### TASK ITEM
Transcribe each record as written.

### STUDY MATERIAL
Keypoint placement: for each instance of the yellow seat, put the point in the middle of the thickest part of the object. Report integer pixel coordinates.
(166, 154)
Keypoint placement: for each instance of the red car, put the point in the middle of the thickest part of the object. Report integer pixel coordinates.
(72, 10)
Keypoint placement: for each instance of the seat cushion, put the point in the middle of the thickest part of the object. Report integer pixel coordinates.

### OUTPUT BELOW
Keypoint placement: for each instance of the yellow seat, put the point in the middle of the thickest part of the object. Report integer pixel coordinates.
(166, 154)
Keypoint placement: for each instance of the red car, put the point in the middle of the thickest part of the object. Report integer pixel coordinates.
(72, 10)
Keypoint placement: for each instance of the seat cushion, put the point in the middle of the thickest part of the object. Report integer pixel coordinates.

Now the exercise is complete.